Work request
After locating the line with "Target: autumn foliage", reproduce it and all following lines of the listing below exactly, stopping only at the final line.

Information given
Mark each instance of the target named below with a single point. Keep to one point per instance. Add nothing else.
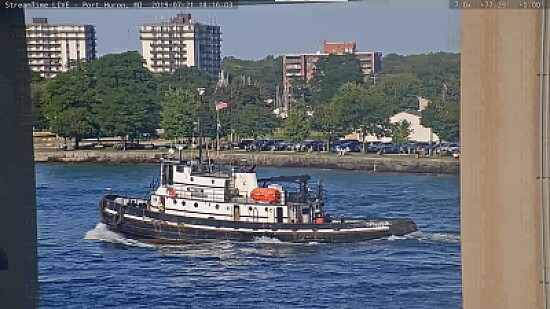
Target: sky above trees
(253, 32)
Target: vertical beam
(18, 283)
(500, 140)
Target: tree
(333, 71)
(75, 123)
(401, 132)
(444, 119)
(179, 113)
(186, 78)
(363, 109)
(266, 72)
(68, 98)
(297, 126)
(39, 120)
(251, 120)
(126, 96)
(327, 119)
(402, 90)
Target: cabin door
(279, 214)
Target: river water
(83, 265)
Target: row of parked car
(348, 146)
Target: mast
(199, 123)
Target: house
(419, 133)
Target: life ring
(118, 217)
(172, 192)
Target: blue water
(83, 265)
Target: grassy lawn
(188, 153)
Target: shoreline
(387, 163)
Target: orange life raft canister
(270, 195)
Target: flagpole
(218, 133)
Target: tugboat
(197, 202)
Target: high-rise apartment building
(302, 66)
(52, 48)
(181, 42)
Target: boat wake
(101, 233)
(429, 237)
(266, 240)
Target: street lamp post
(199, 123)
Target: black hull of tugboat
(153, 227)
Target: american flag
(221, 105)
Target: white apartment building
(52, 48)
(181, 42)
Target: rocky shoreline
(320, 161)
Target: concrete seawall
(352, 162)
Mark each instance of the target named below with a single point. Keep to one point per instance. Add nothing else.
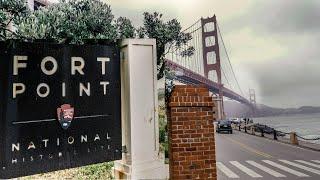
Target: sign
(60, 106)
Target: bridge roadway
(244, 157)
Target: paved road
(241, 156)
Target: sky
(273, 44)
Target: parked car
(224, 125)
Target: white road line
(226, 170)
(301, 166)
(297, 173)
(266, 169)
(245, 169)
(316, 161)
(308, 163)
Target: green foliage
(168, 35)
(96, 171)
(73, 21)
(10, 10)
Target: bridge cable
(229, 59)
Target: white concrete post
(140, 129)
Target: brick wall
(191, 133)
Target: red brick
(190, 125)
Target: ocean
(305, 125)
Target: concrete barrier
(293, 138)
(252, 130)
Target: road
(242, 156)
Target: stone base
(147, 170)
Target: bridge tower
(212, 64)
(252, 99)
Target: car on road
(224, 125)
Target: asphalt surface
(244, 157)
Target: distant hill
(235, 109)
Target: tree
(73, 21)
(10, 10)
(167, 34)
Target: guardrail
(277, 135)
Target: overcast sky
(273, 44)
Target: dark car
(224, 125)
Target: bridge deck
(189, 77)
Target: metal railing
(271, 133)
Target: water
(305, 125)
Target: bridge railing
(268, 132)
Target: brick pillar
(191, 133)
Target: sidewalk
(285, 139)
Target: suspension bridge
(210, 63)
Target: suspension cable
(224, 47)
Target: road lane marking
(308, 163)
(301, 166)
(226, 170)
(316, 161)
(265, 155)
(245, 169)
(297, 173)
(266, 169)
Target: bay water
(305, 125)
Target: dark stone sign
(60, 106)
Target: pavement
(244, 157)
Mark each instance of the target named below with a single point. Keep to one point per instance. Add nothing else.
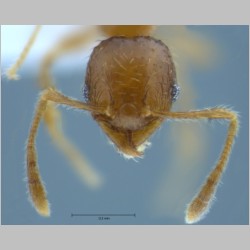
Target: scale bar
(109, 215)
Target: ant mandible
(130, 86)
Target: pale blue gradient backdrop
(128, 185)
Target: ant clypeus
(130, 86)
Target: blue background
(129, 186)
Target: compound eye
(175, 91)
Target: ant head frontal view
(130, 86)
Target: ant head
(130, 78)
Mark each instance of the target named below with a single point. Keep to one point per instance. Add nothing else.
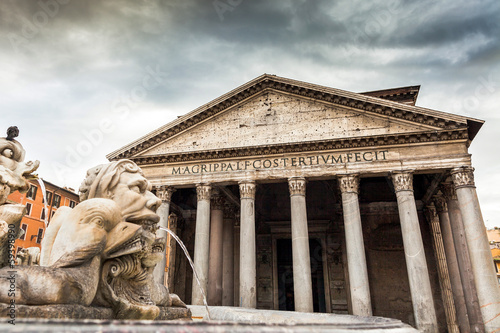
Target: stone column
(451, 261)
(201, 242)
(236, 257)
(355, 247)
(214, 288)
(164, 193)
(418, 275)
(248, 262)
(479, 251)
(302, 282)
(228, 257)
(462, 250)
(444, 276)
(172, 246)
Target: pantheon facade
(299, 197)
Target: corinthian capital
(297, 186)
(431, 213)
(247, 189)
(349, 183)
(463, 177)
(164, 193)
(217, 202)
(203, 191)
(440, 203)
(402, 180)
(448, 190)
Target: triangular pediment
(276, 118)
(272, 111)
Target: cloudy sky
(70, 67)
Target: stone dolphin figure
(14, 173)
(76, 242)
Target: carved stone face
(12, 168)
(138, 205)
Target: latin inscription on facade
(282, 162)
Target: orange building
(39, 213)
(494, 239)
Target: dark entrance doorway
(285, 274)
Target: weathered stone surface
(29, 256)
(75, 311)
(13, 173)
(77, 242)
(285, 119)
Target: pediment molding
(344, 143)
(368, 104)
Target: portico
(294, 196)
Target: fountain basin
(227, 319)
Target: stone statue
(80, 239)
(127, 283)
(13, 173)
(28, 257)
(99, 255)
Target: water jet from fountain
(183, 247)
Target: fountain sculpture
(96, 260)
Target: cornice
(343, 143)
(339, 97)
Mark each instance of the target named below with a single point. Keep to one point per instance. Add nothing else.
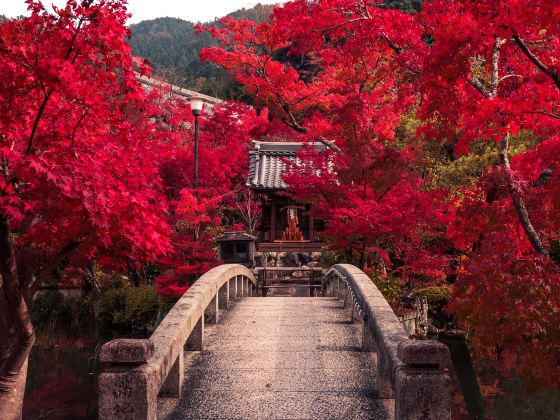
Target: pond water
(62, 385)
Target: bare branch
(536, 61)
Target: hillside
(173, 49)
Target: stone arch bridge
(223, 353)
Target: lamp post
(196, 108)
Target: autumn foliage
(442, 166)
(444, 159)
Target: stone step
(205, 404)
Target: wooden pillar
(272, 222)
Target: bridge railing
(410, 371)
(136, 372)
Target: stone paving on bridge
(280, 358)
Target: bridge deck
(280, 358)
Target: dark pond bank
(62, 384)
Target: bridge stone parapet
(135, 372)
(410, 371)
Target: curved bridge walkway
(281, 358)
(221, 353)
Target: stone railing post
(240, 287)
(126, 391)
(212, 311)
(422, 388)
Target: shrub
(390, 287)
(143, 305)
(437, 296)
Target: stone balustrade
(410, 371)
(135, 372)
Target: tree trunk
(18, 329)
(518, 202)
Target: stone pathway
(280, 358)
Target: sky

Answer section
Target: autumn foliage
(442, 166)
(444, 159)
Target: stone step
(205, 404)
Target: wooden pillar
(272, 222)
Target: bridge railing
(410, 371)
(136, 372)
Target: stone paving on bridge
(280, 358)
Target: bridge deck
(280, 358)
Target: dark pond bank
(62, 384)
Target: bridge stone parapet
(135, 372)
(410, 371)
Target: curved bridge walkway
(281, 358)
(221, 353)
Target: stone railing post
(240, 287)
(126, 391)
(212, 311)
(422, 388)
Target: shrub
(390, 287)
(143, 305)
(437, 296)
Target: stone balustrade
(410, 371)
(135, 372)
Target: tree trunk
(18, 329)
(518, 202)
Target: stone pathway
(280, 358)
Target: sky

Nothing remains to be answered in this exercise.